DIRECTIONS FOR THIS TASK: Omit every picture and write out the rest of the records exactly.

DATA RECORDS:
+ + + + +

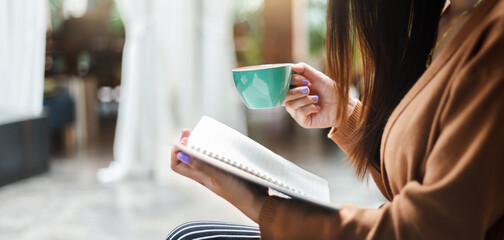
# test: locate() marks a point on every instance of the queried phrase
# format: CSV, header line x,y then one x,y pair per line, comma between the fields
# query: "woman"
x,y
428,129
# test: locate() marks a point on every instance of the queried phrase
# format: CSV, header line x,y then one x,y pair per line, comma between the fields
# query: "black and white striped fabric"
x,y
213,230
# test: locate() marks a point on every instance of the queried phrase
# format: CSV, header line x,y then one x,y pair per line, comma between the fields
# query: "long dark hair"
x,y
394,38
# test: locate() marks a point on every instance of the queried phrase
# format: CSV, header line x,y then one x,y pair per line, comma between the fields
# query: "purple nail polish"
x,y
183,157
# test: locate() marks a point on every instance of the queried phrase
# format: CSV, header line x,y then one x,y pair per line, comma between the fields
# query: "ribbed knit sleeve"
x,y
442,158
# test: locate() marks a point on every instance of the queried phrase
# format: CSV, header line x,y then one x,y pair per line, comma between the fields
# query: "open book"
x,y
233,152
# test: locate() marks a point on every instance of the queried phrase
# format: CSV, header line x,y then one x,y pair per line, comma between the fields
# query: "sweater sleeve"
x,y
461,195
342,134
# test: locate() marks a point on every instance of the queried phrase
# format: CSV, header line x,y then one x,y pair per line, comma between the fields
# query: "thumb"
x,y
307,71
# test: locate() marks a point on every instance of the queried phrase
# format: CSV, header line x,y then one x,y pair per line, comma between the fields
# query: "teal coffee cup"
x,y
263,86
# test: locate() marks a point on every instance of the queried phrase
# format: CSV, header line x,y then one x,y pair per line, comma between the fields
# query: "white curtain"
x,y
177,66
22,55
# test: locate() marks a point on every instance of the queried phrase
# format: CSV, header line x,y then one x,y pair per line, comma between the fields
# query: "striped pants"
x,y
213,230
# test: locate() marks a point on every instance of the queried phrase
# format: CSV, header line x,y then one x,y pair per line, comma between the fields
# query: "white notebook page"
x,y
220,139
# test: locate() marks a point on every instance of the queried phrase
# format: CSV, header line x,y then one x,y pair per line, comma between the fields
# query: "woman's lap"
x,y
213,230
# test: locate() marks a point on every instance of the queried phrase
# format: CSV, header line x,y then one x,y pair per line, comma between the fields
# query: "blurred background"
x,y
93,92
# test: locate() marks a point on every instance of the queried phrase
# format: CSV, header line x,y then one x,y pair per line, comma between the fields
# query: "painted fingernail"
x,y
183,157
304,90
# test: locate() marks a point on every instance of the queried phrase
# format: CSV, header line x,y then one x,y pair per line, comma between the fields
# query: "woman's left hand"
x,y
247,197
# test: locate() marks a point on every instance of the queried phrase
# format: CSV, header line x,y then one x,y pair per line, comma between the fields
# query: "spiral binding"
x,y
247,169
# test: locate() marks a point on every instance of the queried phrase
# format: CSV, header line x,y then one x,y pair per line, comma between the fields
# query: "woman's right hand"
x,y
312,101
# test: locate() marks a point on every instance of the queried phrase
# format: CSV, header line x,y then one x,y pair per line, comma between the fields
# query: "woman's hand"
x,y
312,102
247,197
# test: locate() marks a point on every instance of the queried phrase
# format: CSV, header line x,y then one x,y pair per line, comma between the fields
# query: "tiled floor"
x,y
68,202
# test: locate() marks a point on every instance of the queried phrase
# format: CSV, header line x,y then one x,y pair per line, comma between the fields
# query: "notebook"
x,y
225,148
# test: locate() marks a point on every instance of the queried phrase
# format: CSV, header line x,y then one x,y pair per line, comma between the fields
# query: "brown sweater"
x,y
442,153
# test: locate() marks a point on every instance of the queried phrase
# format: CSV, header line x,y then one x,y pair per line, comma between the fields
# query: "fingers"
x,y
301,114
298,80
296,93
301,102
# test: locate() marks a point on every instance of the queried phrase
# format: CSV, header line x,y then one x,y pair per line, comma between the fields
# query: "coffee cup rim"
x,y
260,67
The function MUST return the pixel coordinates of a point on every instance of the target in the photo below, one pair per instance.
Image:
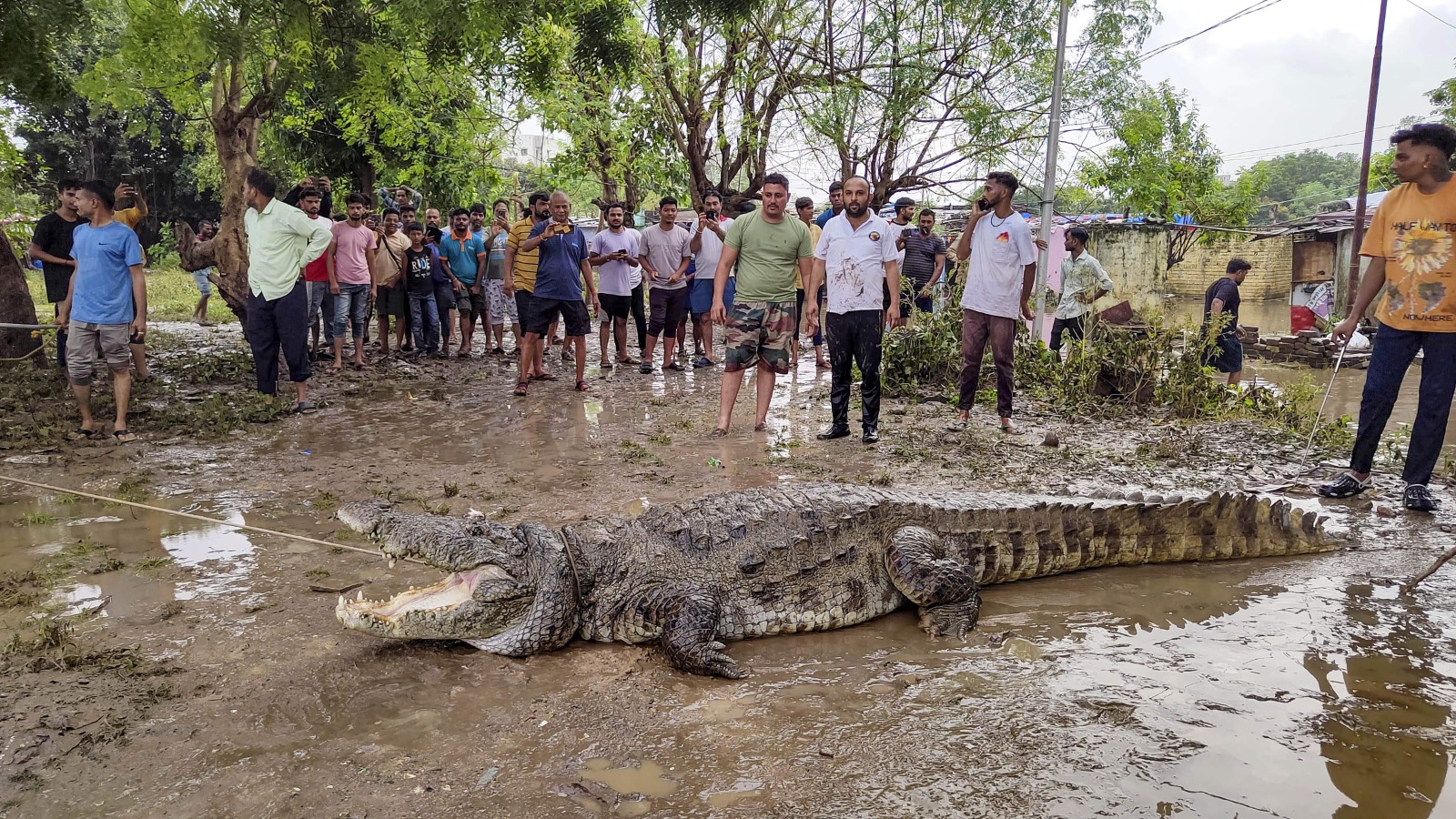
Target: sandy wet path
(1257, 688)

+ + + + +

RESULT OF THIS EXERCISE:
# test: locate() marks a point on every instance of the queried phrase
# format: CSV, header line x,y then one x,y pair per line, comma between the fields
# query: "woman"
x,y
428,129
# test: locate() marks a point on every instance of the queried phrase
# format: CSV, header line x,y then one x,y pair per line, comma between the fields
# query: "black and white striped fabric"
x,y
213,230
# test: locate() marks a point on every instance of the queried phrase
# format: CSV, header line x,y then one x,y pair per line, comma between the fields
# query: "long dark hair"
x,y
394,38
# test: locate() marks a point on every instance of the queried phrase
# format: CSV, header line x,y then one x,y pair per line, comma between the fields
# query: "purple nail polish"
x,y
183,157
# test: locate() marks a point on every instance of the queried phrase
# format: CSV, header line x,y then one x,y pair per line, comma between the fields
# query: "ribbed knit sleeve"
x,y
442,158
# test: locate() marks a point on every instance of the queried phrase
# format: CSV, header line x,y then one x,y pair per line, comma between the fields
# query: "open book"
x,y
233,152
# test: locate() marks a point on every instance of the queried phrase
# format: CSV, header line x,y then one x,y pair per line, comma between the fields
# query: "sweater sleeve"
x,y
461,195
342,134
# test: locate() marks a point on every instance of the queried phrase
# format: CSV, header line x,y then one x,y pair per line, comma between the fields
# query: "thumb"
x,y
307,71
# test: locate() marks a point on every instance of the queried phrase
# format: CSV, header line x,y then one x,y pair per line, comma between the fields
# query: "teal coffee cup"
x,y
263,86
# test: locate() marks a point on every instance of the queried phrase
# format: CSV, header line x,y then one x,y pair per line, comma between the fields
# query: "white curtain"
x,y
177,66
22,55
# test: locate() marks a point on every instance of the queried phrase
# format: CSV, header line x,y then one x,y pair per line, comma between the fields
# query: "striped pants"
x,y
213,230
# test: locate() marks a point on every instance of the queried phrase
# format: CSV, header line x,y then one x,y pair per line, comma between the fields
# query: "white notebook page"
x,y
220,139
# test: locate() marks a point on every instance of the queried phrase
# format: CSV, header line x,y then one x,y pair per line, comma between the fields
# query: "woman's lap"
x,y
213,230
# test: locate() marks a point on every instance of the queried phrase
# format: CSV, header line x,y then one x,y pair per line, comma between the fields
# query: "blurred background"
x,y
93,92
# test: locate() marks a point on every instance of the queried phrase
# format: CSV, header line x,y then one x,y pair per line, comma between the fields
# query: "painted fingernail"
x,y
183,157
304,90
# test: locate() marks a point on every instance of the queried phrase
# format: CSV, header line x,y then one x,y pair per line, comma between the fields
# query: "woman's left hand"
x,y
247,197
# test: locate() marks a point on every instance of the queried phrase
# format: CSV, header line x,y then one x,y pair per line, comma between the fields
# query: "spiral binding"
x,y
247,169
# test: locate() marks a point on every instance of the queried phrase
# format: CSV, header line x,y then one x,y pair per line, comma between the fields
# query: "woman's right hand"
x,y
312,101
# test: locate() marks a point on every instance of the queried phrase
# format: CSV, header line x,y then one x,y pair per line, comma between the fields
# query: "woman's hand"
x,y
312,102
247,197
# test: locate() marks a point on every instance of the queried phrase
# format: CSV, header line x,y then one x,y pair per line, comma between the fields
# query: "tiled floor"
x,y
68,202
# test: locate() marks a point on every instance of the queried phrase
# format: CSV, header line x,y then one x,y pair per line, comma between the fields
# query: "notebook"
x,y
225,148
# test: locate() marks a point on every instance of the queried phrase
# format: CSV, header line x,y then one x,y pair per line, comma between the fields
# query: "brown sweater"
x,y
442,153
# test: locate() marks a point on every instance of the queried phrase
# format: CSV, header line x,y then one x,y pair per line, comma between the fields
# query: "fingers"
x,y
301,114
298,80
296,93
301,102
# test: locate() marks a point on every instance of the queried phrase
# format: CSV, header line x,y then one x,y pair per line, comma between the fields
# query: "coffee cup rim"
x,y
260,67
The function MUST return the pixel coordinates of a point on every instance of the target in the photo below, one pair per instance.
Image:
Target: sandy wet path
(1257, 688)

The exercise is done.